It sucks that the Giants played three, top shelf National League teams (St. Louis, Philadelphia and Colorado) and came "Oh-So Close" to sweeping each one. Then again, you can't argue with six out of nine, especially against those caliber of teams.
While the Giants couldn't finish off the Rockies today, Giants fans have to be optimistic about their chances in the NL West. What made the Giants so successful this weekend? Well, I think it's safe to say that Giants fans can thank the starting rotation, specifically Barry Zito and Matt Cain.
If you break down Zito, Cain and Jonathan Sanchez's performances over the weekend, they all show some interesting things.
First, let's look at Zito's numbers on last Friday's start (information courtesy of Brooks Baseball.net and their Pitch F/X tool).
|Pitch Type||Avg Speed||Max Speed||Avg H-Break||Avg V-Break||Count||Strikes / %||Swinging Strikes / %||Nibbleness||Time to Plate|
|FF (FourSeam Fastball)||85.96||87.6||6.37||10.20||33||19 / 57.58%||2 / 6.06%||6.22||0.437|
|CH (Changeup)||74.24||75.9||6.88||2.68||12||8 / 66.67%||1 / 8.33%||4.15||0.503|
|SL (Slider)||78.36||81.5||-3.92||1.81||20||14 / 70.00%||2 / 10.00%||8.17||0.476|
|CU (Curveball)||73.14||76.5||-5.34||-10.98||25||16 / 64.00%||4 / 16.00%||8.65||0.526|
|FT (TwoSeam Fastball)||85.59||87.5||9.25||7.59||29||18 / 62.07%||1 / 3.45%||4.74||0.438|
|Pitch classifications provided by the Gameday Algorithm and may be inaccurate.|
From the information above, you can see that Zito was extremely effective with his breaking pitches, specifically his slider and curve ball. Last Friday's start was just another example of Zito's success this year: his fastball velocity is up early this year, which makes his curve and slider, even more effective.
Last year, and in 2008, when his fastball velocity waned in April, he got mashed, simply because the curve and slider were too close in terms of velocity to his fastball (Thus, it being easier for hitters to adjust). That hasn't been the case this year, and Zito arguably has been the Giants' best pitcher this April (it's either him or Tim Lincecum). Granted, his low BABIP (.209) is still a concern (how will his numbers look when his BABIP eventually rises?) but you can't argue with the results from the big lefty.

-------

THE TASKS
1/ From the post on the Giants' pitching, set down the passage from "While the Giants" to "Pitch F/X tool).".
2/ Rewrite the paragraph of the Giants pitching post that begins "Last year, and in 2008" as a shorter bulleted list that keeps its main facts.

-------

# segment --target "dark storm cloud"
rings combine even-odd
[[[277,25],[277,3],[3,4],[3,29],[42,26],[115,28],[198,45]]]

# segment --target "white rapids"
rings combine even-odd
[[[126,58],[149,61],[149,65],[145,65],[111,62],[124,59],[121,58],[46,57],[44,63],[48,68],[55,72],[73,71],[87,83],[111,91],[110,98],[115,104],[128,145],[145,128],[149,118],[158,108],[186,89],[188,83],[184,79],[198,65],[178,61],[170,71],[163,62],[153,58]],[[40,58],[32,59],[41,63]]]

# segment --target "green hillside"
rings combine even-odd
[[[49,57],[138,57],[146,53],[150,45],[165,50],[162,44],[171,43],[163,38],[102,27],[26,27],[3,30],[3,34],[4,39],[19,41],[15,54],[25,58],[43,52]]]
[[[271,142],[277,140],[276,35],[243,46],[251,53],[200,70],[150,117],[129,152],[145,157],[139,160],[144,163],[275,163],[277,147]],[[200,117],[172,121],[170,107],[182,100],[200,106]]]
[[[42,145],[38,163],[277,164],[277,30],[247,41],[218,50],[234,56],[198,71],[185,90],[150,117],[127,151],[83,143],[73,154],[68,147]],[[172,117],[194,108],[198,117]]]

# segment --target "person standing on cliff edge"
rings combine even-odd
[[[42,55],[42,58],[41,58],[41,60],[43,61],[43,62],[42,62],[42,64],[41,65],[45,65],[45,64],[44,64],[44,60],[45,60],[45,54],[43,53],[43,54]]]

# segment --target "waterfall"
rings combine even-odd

-------

ANSWER SET
1/
While the Giants couldn't finish off the Rockies today, Giants fans have to be optimistic about their chances in the NL West. What made the Giants so successful this weekend? Well, I think it's safe to say that Giants fans can thank the starting rotation, specifically Barry Zito and Matt Cain.
If you break down Zito, Cain and Jonathan Sanchez's performances over the weekend, they all show some interesting things.
First, let's look at Zito's numbers on last Friday's start (information courtesy of Brooks Baseball.net and their Pitch F/X tool).

2/
- In 2008 and last year, Zito's fastball velocity dropped in April and he got hit hard, since his curve and slider were too close in speed to his fastball, making it easier for hitters to adjust.
- That hasn't happened this year, and Zito has arguably been the Giants' best pitcher this April, alongside Tim Lincecum.
- His low BABIP (.209) is still a concern for when it eventually rises, but his results can't be argued with.